## EXTRACTED TEXT
>> BEGIN

THE VIRGINIAN-PILOT Copyright (c) 1994, Landmark Communications, Inc. DATE: Wednesday, November 2, 1994 TAG: 9411020426 SECTION: LOCAL PAGE: B1 EDITION: NORTH CAROLINA SOURCE: BY MASON PETERS, STAFF WRITER DATELINE: GOLDSBORO LENGTH: Medium: 65 lines
This year's 3rd District Congressional fight is in the best traditions of knock-down-drag-out Tar Heel politics.
Republican Sen. Jesse Helms plans to get there fustest with the mostest this week when he rides into enemy territory to help Walter B. Jones Jr.
Jones, who enlisted only last year in the GOP, is running against incumbent U.S. Rep. H. Martin Lancaster, D-Goldsboro. For weeks, Lancaster has been counting on a final pre-election push from N.C. Gov. James B. Hunt Jr. at a huge Democratic rally in Elizabeth City on Thursday.
Instead, Lancaster and Hunt will find themselves outflanked by Helms in Goldsboro, Lancaster's hometown. The GOP conservative will arrive in Goldsboro at 11:30 a.m. Thursday to join Jones for a Republican rally at Wayne County Community College - more than four hours before the Democrats gather in Elizabeth City.
This rally is the second headline-grabbing campaign effort in two months that Helms has made for Jones.
``He's a fine, decent, bright young American, a Congressman that you'll be proud of. . . .'' Helms said of Jones in an announcement about Thursday's visit.
Helms again seems to be using campaign tactics that were part of his 1984 Senate battle. Then, Helms defeated Hunt and sent the N.C. governor into an eight-year political exile that ended in 1992.
In 1984, Helms often bird-dogged Hunt around the state, making earlier entrances or staging counter-rallies designed to throw Democrats off balance.
Then and now, Helms has claimed to have nothing to do with the timing of the events.
Jones is the son of the late Rep. Walter B. Jones Sr., a Democrat who represented the old 1st Congressional District for 26 years. For a decade, the younger Jones was a Democratic member of the N.C. House, but switched to the GOP when the Democratic party failed to nominate him to fill out his deceased father's unexpired term in Washington.

>> END

## JOBS
[1] Sum up the news story about the 3rd District race in two sentences.
[2] Please echo the stretch of the news story from "Instead, Lancaster and" through "ended in 1992.".
The lines that come next are unrelated to the news story.

## EXTRACTED ENTRIES
>> BEGIN

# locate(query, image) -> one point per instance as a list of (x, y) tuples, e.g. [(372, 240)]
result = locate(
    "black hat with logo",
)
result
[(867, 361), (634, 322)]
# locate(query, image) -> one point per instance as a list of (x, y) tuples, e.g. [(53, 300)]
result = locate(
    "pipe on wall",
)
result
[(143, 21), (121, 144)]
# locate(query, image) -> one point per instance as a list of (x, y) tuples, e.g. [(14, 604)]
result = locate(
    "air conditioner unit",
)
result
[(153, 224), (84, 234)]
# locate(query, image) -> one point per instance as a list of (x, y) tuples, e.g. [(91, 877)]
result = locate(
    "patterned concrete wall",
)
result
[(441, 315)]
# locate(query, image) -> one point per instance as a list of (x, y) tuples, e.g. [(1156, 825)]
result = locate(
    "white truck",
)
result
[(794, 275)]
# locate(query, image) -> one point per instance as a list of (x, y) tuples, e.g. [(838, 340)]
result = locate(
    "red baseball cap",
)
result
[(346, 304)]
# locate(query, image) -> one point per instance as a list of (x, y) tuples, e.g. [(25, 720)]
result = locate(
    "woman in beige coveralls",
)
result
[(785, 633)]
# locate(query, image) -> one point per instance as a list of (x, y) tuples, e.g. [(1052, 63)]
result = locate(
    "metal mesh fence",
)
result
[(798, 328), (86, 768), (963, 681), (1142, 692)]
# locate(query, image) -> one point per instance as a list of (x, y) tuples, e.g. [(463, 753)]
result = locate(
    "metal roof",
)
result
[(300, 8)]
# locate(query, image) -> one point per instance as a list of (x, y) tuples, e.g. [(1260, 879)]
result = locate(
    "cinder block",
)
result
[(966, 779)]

>> END
>> BEGIN

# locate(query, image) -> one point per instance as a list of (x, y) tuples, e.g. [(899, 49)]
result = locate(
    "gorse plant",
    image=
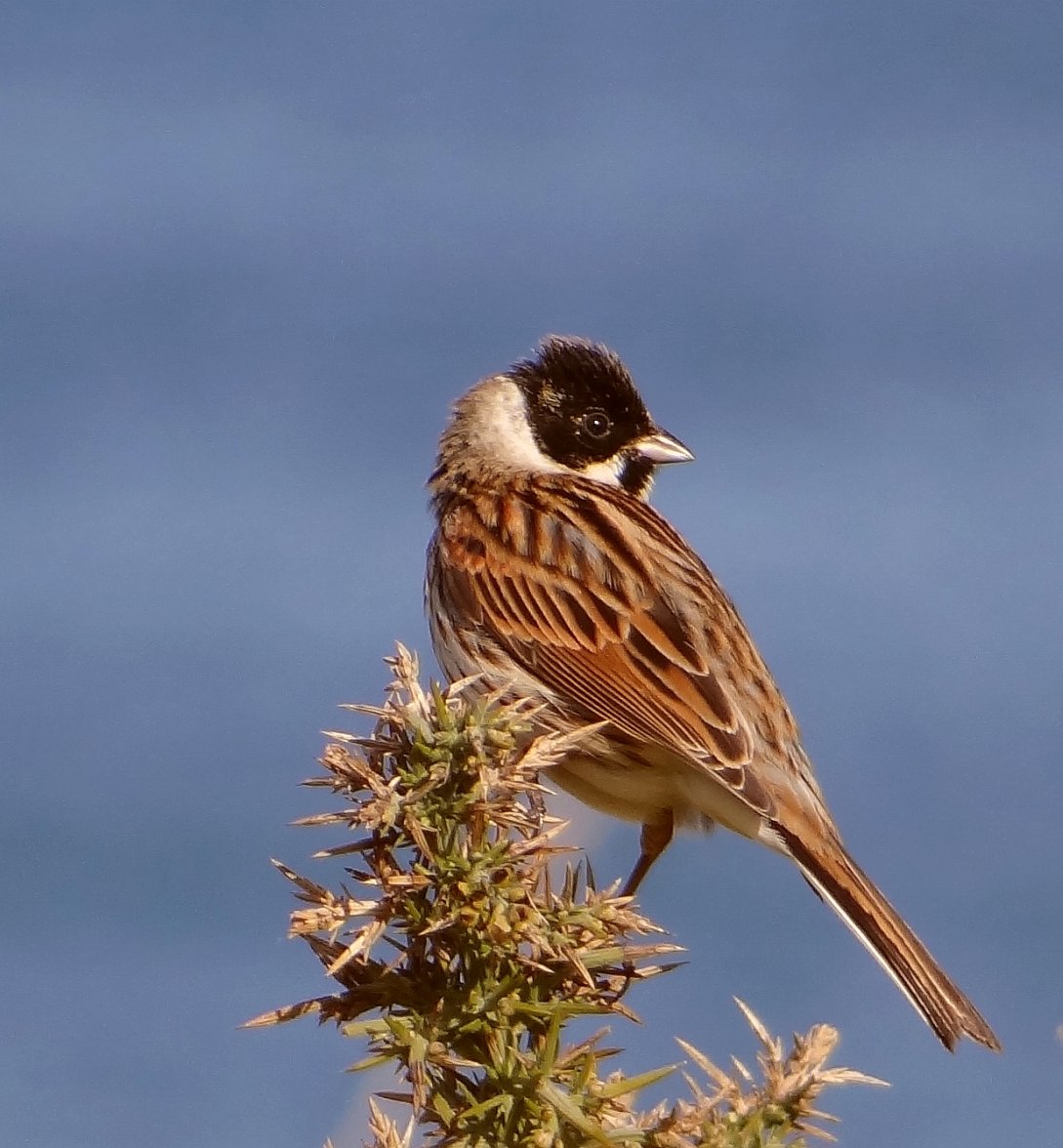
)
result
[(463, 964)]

>> END

## TASK-BY-TASK SOLUTIONS
[1] Republican Sen. Jesse Helms will join Walter B. Jones Jr., who is running against incumbent Democratic Rep. H. Martin Lancaster, at a Thursday rally in Lancaster's hometown of Goldsboro. The rally comes more than four hours before a Democratic rally with Gov. James B. Hunt Jr. in Elizabeth City and echoes the tactics Helms used to defeat Hunt in their 1984 Senate battle.

[2]
Instead, Lancaster and Hunt will find themselves outflanked by Helms in Goldsboro, Lancaster's hometown. The GOP conservative will arrive in Goldsboro at 11:30 a.m. Thursday to join Jones for a Republican rally at Wayne County Community College - more than four hours before the Democrats gather in Elizabeth City.
This rally is the second headline-grabbing campaign effort in two months that Helms has made for Jones.
``He's a fine, decent, bright young American, a Congressman that you'll be proud of. . . .'' Helms said of Jones in an announcement about Thursday's visit.
Helms again seems to be using campaign tactics that were part of his 1984 Senate battle. Then, Helms defeated Hunt and sent the N.C. governor into an eight-year political exile that ended in 1992.